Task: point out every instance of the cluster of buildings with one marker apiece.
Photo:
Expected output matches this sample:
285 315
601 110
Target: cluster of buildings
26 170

::::

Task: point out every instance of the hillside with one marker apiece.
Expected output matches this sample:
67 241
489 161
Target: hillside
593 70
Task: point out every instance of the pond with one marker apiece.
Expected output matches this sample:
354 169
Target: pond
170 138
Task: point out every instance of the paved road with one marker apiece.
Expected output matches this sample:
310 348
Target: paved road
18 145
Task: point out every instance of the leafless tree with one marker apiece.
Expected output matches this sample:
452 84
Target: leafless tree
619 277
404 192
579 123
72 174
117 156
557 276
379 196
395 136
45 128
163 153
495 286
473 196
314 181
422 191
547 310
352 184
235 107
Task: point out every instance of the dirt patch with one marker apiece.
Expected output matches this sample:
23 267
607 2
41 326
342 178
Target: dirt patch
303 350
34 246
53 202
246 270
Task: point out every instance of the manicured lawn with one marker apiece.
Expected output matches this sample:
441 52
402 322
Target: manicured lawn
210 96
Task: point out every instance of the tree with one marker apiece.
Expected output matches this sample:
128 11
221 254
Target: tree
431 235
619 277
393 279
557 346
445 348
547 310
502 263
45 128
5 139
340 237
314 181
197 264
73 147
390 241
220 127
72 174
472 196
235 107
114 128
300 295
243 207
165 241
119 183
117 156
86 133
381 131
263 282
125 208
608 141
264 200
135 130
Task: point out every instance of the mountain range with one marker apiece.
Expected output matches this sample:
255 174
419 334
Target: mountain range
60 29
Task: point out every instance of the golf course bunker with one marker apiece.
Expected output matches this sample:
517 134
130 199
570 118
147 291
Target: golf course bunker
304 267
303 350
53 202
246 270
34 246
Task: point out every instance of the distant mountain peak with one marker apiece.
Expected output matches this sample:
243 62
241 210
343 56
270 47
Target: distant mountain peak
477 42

::::

TASK PROMPT: Identify every line in the data above that contains the word "paved", and copy each such line. Case counts.

EXPECTED ANSWER:
Task: point out every instance of the paved road with one marker apiece.
Target: paved road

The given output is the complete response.